Starting at the line that contains "Where can you spot the spruce", print each line of the data through the final one without any changes.

Task material
_ _ _ _

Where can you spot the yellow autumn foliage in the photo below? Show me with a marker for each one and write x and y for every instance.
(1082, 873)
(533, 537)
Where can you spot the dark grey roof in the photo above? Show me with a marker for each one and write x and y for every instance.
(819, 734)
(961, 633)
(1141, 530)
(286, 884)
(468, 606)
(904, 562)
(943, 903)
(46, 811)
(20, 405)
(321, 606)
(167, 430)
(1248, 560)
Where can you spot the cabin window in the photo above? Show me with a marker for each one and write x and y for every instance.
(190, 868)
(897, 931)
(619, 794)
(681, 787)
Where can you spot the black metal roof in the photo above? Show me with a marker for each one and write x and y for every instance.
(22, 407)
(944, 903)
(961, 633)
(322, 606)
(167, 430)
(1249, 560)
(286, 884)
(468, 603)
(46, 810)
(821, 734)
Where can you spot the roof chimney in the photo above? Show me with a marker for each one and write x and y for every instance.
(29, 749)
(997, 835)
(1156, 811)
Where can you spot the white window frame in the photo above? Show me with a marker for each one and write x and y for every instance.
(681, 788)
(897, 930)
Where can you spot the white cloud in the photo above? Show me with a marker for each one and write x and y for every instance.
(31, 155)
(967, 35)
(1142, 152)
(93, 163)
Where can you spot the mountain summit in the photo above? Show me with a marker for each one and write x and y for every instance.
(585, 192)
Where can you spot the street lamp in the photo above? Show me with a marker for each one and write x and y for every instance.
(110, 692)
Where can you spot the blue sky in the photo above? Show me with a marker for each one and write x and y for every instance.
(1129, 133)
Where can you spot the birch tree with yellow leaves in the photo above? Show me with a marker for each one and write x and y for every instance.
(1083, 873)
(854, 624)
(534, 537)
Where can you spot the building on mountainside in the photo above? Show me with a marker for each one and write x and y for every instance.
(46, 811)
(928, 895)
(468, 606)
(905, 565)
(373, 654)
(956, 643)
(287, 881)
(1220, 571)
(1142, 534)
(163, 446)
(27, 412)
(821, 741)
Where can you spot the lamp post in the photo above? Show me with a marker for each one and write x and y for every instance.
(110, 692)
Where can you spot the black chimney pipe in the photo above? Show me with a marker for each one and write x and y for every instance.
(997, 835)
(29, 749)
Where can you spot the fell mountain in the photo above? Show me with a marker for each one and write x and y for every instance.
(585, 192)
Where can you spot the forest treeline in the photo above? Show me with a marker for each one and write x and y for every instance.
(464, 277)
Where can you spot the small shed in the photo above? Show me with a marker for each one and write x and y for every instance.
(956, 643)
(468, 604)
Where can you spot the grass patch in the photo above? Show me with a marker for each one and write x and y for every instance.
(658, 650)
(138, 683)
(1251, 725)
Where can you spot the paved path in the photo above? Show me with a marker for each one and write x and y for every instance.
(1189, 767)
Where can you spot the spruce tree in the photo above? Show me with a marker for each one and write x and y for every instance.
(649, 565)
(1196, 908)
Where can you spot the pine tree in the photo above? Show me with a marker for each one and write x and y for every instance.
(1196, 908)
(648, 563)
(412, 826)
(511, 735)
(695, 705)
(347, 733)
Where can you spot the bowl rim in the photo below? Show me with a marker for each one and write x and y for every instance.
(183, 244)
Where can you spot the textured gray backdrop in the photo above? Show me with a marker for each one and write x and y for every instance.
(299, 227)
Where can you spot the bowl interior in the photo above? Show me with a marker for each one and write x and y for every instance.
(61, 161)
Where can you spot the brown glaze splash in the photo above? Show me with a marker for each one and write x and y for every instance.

_ _ _ _

Right answer
Where can you spot the spruce tree in the photo above? Show me with a marker for each one and write x and y for every instance.
(649, 565)
(1196, 908)
Where can you spot the pine tree in the photo above? Show me with a marker for each one and write x and y for every instance.
(1196, 908)
(648, 563)
(412, 826)
(511, 735)
(695, 705)
(347, 733)
Where can you spot the bowl rim in the photo below? Show me with a marker for each one and write x and y for every instance.
(183, 244)
Where can you spot the textured gray backdrop in the photo above? Show me with a marker for each one and write x and y for every instance.
(299, 227)
Where can you spot the bowl interior in the photo above? Show me with a marker for each one and write x and y for every instance.
(61, 161)
Where can you spot the brown glaze splash in the photo above? Show me with a marker for each one and write x and y for every instance.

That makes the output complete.